Could you express the records below as a two-column CSV with the columns "prompt" and "box", covering only the stretch from the line containing "Flash Round! Name the bounding box of the overcast" through the end of the records? Give one row per record, with its text and its answer each in one quoted field and line breaks turned into spaces.

**********

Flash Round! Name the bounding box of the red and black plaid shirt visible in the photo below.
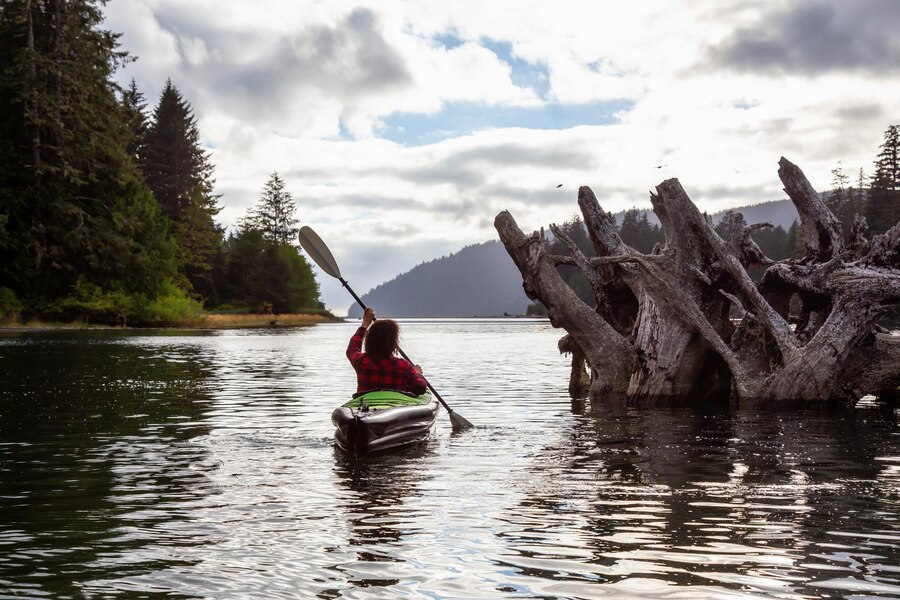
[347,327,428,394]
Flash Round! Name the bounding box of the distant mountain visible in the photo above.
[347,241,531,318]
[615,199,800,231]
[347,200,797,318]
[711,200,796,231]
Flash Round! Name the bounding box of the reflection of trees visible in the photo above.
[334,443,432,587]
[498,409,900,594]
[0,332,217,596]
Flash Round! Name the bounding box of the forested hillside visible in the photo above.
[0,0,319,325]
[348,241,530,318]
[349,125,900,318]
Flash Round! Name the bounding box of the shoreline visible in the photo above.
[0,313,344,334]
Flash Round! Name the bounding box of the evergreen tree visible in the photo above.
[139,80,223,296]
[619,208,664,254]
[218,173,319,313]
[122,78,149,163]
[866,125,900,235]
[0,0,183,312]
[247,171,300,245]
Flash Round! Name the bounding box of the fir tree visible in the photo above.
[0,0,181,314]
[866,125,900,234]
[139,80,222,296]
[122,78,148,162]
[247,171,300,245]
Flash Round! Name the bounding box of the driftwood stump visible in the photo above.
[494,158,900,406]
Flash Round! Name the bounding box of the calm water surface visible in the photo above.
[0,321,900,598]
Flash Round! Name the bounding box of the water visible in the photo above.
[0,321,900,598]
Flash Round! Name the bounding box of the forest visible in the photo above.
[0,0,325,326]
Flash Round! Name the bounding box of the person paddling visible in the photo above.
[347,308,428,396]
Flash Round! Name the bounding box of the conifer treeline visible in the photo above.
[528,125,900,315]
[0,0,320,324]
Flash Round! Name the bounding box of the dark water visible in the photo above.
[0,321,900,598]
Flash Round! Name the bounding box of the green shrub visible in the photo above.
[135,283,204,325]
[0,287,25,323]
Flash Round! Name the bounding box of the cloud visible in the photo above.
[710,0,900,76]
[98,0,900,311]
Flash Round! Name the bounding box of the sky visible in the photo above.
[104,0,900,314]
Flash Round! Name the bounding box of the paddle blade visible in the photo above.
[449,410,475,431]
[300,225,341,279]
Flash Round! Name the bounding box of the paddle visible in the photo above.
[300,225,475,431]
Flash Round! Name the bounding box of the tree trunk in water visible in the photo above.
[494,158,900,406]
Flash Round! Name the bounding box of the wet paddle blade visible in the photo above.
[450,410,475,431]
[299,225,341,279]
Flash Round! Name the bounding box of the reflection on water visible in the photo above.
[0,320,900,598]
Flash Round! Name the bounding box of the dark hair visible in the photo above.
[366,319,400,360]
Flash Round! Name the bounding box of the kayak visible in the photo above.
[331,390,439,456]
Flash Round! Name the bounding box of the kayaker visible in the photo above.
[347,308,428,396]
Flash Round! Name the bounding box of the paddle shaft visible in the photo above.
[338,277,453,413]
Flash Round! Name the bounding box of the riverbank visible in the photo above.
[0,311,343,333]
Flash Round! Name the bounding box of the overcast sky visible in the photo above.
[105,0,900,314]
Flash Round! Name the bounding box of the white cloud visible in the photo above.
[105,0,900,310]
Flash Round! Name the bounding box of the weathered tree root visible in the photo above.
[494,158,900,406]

**********

> **ANSWER FOR THIS EXERCISE**:
prompt,box
"Flash Round! Name the bounding box of the overcast sky visible in the photo above.","[105,0,900,314]"
"Flash Round! Name the bounding box of the white cloud visible in the photo above.","[105,0,900,310]"
"Flash Round! Name the bounding box of the weathered tree root visible in the photo above.","[494,158,900,406]"